▶ **Exercise description**:
Rewrite every line of the records below, replacing "gable window" with "dormer window" and keeping everything else the same. Leave the pictures out.

## Begin Rows

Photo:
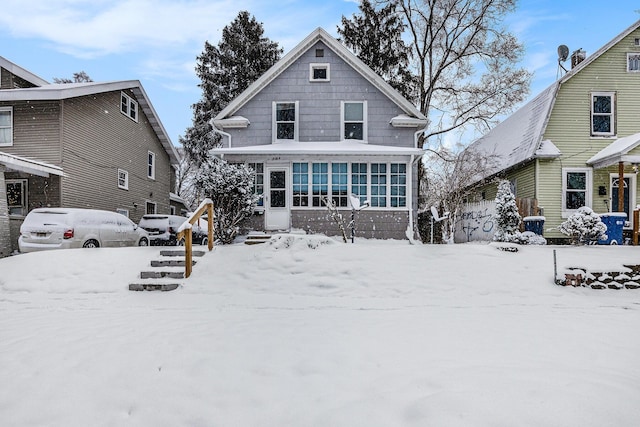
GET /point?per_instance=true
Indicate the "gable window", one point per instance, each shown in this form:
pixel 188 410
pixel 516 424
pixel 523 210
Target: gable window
pixel 602 114
pixel 128 106
pixel 151 165
pixel 17 196
pixel 576 189
pixel 285 121
pixel 150 207
pixel 123 179
pixel 6 126
pixel 319 72
pixel 633 62
pixel 258 181
pixel 354 120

## End Rows

▶ **In response**:
Photo:
GET /point?per_instance=true
Indicate the "dormer window", one point per instance, each shown in this form:
pixel 188 410
pixel 516 424
pixel 523 210
Target: dormer window
pixel 602 114
pixel 128 106
pixel 151 165
pixel 17 196
pixel 576 189
pixel 285 121
pixel 150 207
pixel 123 179
pixel 6 126
pixel 319 72
pixel 633 62
pixel 258 181
pixel 354 120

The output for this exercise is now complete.